EXERCÍCIO PROPOSTO 1:
Transcreva fielmente a passagem do texto sobre a queda do sistema soviético que começa em "Na prática, os" e termina em "eram radicalmente divergentes.".
EXERCÍCIO PROPOSTO 2:
Dê continuidade ao texto sobre a queda do sistema soviético, partindo da última frase apresentada.

TRECHO SELECIONADO:
-=-=-

Pressão da reviravolta no mercado de ações está levando os EUA a adotar medidas protecionistas e a abandonar políticas de livre comércio global

O museu ideológico do século 20

John Gray
especial para a Folha

Ao longo dos tempos modernos, Estados liberais coexistiram com muitos tipos de tirania. De modo semelhante, o mundo moderno sempre teve numerosos sistemas econômicos -muitas variedades de capitalismo, economias planejadas e dirigidas e uma série de sistemas econômicos híbridos, de difícil classificação. A diplomacia e o direito internacional se desenvolveram para lidar com a existência de regimes diversos. Ainda assim, durante o século 20 a política global foi moldada por um projeto de unificação do mundo sob um único regime. Até o momento em que permanecia fiel à ideologia marxista, o objetivo a longo prazo do regime soviético era o comunismo mundial. O mundo deveria ter uma única economia socialista, administrada por formas de governança semelhantes em todos os lugares. Esse projeto marxista é agora ampla e corretamente visto como utópico. Mesmo assim, seu desaparecimento como força na política mundial não foi acompanhado por uma aceitação de uma diversidade de sistemas políticos. Com a queda do comunismo, estávamos, na famosa frase de Francis Fukuyama, no "fim da história", um tempo em que os governos ocidentais poderiam dedicar-se a unificar o sistema internacional sob um único regime baseado em livres mercados e governos democráticos. Mas esse projeto é tão utópico quanto o foi uma vez o marxista, e promete ser consideravelmente mais efêmero que a União Soviética.

Dissenso nacionalista
Muitos motivos houve para o colapso do bloco soviético, mas -contrariamente à opinião convencional- as ineficiências econômicas não foram os fundamentais. O bloco soviético desintegrou-se por não poder lidar com o dissenso nacionalista na Polônia e nos Estados bálticos e, de uma forma mais geral, porque um único sistema econômico e político não pôde atender às demandas de sociedades e povos muitíssimo diferentes.
O marxismo é um tipo de determinismo econômico. Ele prediz que as diferenças entre sociedades e povos diminuem no momento em que eles atingem níveis similares de desenvolvimento econômico. Nacionalismo e religião não teriam importância política duradoura, acreditavam os marxistas. No curto prazo, eles poderiam ser usados para inflamar movimentos antiimperialistas. Por fim, eles seriam obstáculos à construção do socialismo.
Guiado por essas crenças, o Estado soviético mantinha uma incessante guerra contra as tradições nacionais e religiosas das pessoas que governava.
Na prática, os governantes soviéticos eram obrigados a fazer concessões para conseguir permanecer no poder. Poucos poderiam ser descritos como ideólogos absolutamente comprometidos com suas causas. Mesmo assim, a rigidez do sistema soviético foi em grande parte resultante do fato de que ele havia sido estabelecido sobre uma premissa falsa.
A base do sistema soviético era a interpretação marxista da história, na qual cada sociedade é destinada a adotar o mesmo sistema econômico e a mesma forma de governo. A União Soviética caiu porque suas monolíticas instituições não puderam acomodar nações -tchecos e uzbeques, húngaros e siberianos, poloneses e mongóis- cujas histórias, circunstâncias e aspirações eram radicalmente divergentes.

-=-=-

(Registros de pontos rotulados)
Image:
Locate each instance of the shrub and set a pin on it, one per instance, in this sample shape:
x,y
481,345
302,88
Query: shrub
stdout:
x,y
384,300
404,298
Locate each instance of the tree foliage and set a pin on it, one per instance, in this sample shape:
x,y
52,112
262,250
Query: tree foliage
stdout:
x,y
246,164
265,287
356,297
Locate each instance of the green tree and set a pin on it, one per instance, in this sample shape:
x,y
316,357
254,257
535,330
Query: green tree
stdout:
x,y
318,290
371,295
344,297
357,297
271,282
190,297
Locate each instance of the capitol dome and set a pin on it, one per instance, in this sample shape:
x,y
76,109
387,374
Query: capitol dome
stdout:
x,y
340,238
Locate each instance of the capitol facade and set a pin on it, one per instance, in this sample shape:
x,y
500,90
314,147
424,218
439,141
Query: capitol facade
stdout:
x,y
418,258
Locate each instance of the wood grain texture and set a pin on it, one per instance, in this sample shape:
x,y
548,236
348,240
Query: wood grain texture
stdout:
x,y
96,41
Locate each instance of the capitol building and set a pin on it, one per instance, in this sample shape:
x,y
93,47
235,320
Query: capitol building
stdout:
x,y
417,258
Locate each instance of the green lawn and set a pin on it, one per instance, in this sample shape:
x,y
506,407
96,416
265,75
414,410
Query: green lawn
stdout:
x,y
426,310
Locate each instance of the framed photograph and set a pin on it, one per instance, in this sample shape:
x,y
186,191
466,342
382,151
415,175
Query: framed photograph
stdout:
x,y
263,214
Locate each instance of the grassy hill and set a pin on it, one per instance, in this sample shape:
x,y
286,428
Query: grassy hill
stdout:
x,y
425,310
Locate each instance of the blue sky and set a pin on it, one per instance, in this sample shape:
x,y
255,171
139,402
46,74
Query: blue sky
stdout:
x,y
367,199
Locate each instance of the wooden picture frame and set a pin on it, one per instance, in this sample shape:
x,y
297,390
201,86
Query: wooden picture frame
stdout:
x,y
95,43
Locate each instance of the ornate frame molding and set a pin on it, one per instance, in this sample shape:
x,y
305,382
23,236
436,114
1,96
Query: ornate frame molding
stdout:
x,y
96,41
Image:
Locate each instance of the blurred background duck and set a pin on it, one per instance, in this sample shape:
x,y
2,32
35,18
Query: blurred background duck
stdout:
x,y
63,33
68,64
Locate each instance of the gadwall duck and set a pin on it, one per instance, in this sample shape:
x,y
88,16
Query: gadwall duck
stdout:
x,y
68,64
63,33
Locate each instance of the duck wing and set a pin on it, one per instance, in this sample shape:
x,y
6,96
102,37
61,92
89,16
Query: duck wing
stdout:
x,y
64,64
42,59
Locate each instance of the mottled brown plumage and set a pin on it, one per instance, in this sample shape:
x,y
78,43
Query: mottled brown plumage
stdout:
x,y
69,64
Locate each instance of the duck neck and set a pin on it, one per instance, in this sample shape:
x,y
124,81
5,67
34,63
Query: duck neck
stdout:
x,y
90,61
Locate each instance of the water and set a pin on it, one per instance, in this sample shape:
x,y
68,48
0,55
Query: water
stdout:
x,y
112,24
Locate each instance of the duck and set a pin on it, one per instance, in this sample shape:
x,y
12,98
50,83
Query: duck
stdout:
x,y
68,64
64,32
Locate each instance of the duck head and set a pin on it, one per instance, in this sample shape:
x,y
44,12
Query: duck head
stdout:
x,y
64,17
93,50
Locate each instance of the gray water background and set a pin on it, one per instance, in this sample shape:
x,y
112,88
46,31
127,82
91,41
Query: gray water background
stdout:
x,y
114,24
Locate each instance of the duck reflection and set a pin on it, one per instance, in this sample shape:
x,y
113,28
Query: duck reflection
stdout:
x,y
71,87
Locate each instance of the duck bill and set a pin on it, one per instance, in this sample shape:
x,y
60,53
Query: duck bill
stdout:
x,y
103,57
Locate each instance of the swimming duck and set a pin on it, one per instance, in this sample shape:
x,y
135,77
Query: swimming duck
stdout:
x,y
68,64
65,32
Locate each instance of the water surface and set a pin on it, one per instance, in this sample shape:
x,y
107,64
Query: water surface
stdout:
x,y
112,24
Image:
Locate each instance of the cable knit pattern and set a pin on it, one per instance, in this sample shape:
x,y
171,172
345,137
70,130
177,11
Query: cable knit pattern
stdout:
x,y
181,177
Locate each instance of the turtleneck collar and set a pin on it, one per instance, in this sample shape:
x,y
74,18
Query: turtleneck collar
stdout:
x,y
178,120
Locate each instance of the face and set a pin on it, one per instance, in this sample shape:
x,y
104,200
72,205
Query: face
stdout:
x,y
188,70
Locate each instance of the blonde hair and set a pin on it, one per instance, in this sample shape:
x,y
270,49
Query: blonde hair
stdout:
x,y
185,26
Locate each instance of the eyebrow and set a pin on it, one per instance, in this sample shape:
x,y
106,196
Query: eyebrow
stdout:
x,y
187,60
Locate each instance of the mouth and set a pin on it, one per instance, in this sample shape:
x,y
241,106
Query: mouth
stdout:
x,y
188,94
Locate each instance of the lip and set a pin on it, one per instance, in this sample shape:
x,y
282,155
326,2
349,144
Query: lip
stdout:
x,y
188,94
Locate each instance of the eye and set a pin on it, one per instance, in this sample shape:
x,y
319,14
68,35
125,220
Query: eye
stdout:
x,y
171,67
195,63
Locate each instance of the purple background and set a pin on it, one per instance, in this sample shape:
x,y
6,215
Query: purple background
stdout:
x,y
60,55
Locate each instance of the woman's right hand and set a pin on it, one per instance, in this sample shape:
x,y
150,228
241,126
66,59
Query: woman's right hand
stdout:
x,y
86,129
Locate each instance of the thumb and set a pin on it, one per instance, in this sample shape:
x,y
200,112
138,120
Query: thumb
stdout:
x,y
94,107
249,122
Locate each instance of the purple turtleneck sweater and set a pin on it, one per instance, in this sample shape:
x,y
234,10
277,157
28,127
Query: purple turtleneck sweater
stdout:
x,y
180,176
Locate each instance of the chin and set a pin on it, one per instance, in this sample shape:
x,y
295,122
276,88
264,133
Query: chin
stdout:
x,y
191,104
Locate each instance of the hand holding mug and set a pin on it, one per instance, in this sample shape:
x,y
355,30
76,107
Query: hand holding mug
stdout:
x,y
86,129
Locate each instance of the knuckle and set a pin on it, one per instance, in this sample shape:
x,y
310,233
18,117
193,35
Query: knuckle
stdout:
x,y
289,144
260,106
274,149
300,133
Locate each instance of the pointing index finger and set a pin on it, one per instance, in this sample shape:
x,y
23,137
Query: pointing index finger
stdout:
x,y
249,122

-=-=-

RESPOSTA 1:
Na prática, os governantes soviéticos eram obrigados a fazer concessões para conseguir permanecer no poder. Poucos poderiam ser descritos como ideólogos absolutamente comprometidos com suas causas. Mesmo assim, a rigidez do sistema soviético foi em grande parte resultante do fato de que ele havia sido estabelecido sobre uma premissa falsa.
A base do sistema soviético era a interpretação marxista da história, na qual cada sociedade é destinada a adotar o mesmo sistema econômico e a mesma forma de governo. A União Soviética caiu porque suas monolíticas instituições não puderam acomodar nações -tchecos e uzbeques, húngaros e siberianos, poloneses e mongóis- cujas histórias, circunstâncias e aspirações eram radicalmente divergentes.

RESPOSTA 2:
Hoje o livre mercado global, construído após o colapso soviético, também está se desfazendo -e por motivos similares. Assim como os marxistas, os neoliberais são deterministas econômicos. Eles acreditam que os países por todo o mundo estão destinados a adotar o mesmo sistema econômico e, portanto, as mesmas instituições políticas.
Nada pode evitar que o mundo se torne um vasto mercado livre; mas o processo inevitável de convergência pode ser acelerado. Governos ocidentais e instituições transnacionais podem atuar como parteiras desse novo mundo.
Por mais que soe implausível, essa ideologia está por trás de instituições como o Fundo Monetário Internacional. A Argentina e a Indonésia têm problemas bem diferentes, mas para o FMI a solução é a mesma: ambos os países precisam se tornar economias de livre mercado. A Rússia, no momento da queda do regime, era um cinturão militarizado e enferrujado, mas o FMI estava convencido de que o país poderia ser transformado em uma economia de mercado no estilo ocidental. Um modelo idealizado do capitalismo anglo-saxão foi promovido por toda a parte.
Como era de esperar, essa abordagem altamente ideológica das políticas econômicas não funcionou. A Indonésia está em ruínas, enquanto a Argentina está deixando de ser um país de Primeiro Mundo. A Rússia já deixou seu período neoliberal para trás e agora está se desenvolvendo num caminho mais adequado à sua história e às suas circunstâncias.
Os países que mais bem resistiram às tempestades econômicas dos últimos anos foram aqueles que -como a Índia, a China e o Japão- receberam o modelo do FMI com muitas ressalvas. Tal como os poucos marxistas remanescentes que ainda defendem o planejamento econômico central, os ideólogos do FMI alegam que suas políticas não falharam; elas não teriam sido implementadas por completo. Mas essa resposta é pouco honesta. Em ambos os casos, as políticas foram testadas e falharam com grande custo humano.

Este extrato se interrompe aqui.